▶

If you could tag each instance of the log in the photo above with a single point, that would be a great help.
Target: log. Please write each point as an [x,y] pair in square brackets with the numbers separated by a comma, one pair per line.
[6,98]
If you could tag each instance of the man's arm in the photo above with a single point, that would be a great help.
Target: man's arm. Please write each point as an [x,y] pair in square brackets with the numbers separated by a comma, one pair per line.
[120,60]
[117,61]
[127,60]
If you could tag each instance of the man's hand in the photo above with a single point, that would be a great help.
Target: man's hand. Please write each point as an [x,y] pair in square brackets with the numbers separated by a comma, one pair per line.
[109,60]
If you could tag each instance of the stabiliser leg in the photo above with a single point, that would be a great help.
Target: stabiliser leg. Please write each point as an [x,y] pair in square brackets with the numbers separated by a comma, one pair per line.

◀

To be done | Copy all the entries above line for line, requests included, and multiply each coordinate in the answers by 1.05, rounding to the nearest whole number with halves going up.

Response for this exercise |
If you could tag each instance of the log in the photo above with a single point, that would be a great help.
Target: log. Please write each point as an [x,y] pair in square brackets with the numbers separated by a comma, one pair per line.
[6,103]
If you could tag each instance of the man's arm in the photo above with a single point, that would be a great help.
Target: man's arm. Please write each point as an [x,y] pair in square brackets with the numbers separated by a comma, one pair per line.
[126,63]
[123,64]
[133,63]
If you could tag each instance of the man's hand in the photo above with a single point, that would be a great help.
Target: man's hand. Please write each point as an [x,y] pair in square brackets with the numbers separated by a comma, one pair per line.
[114,63]
If you could tag each instance of the stabiliser leg in the photo above with a single point, that would be a great help.
Target: stabiliser leg. Please write each point as an [x,y] pair in square brackets with the numbers separated by a comma, one pair per line.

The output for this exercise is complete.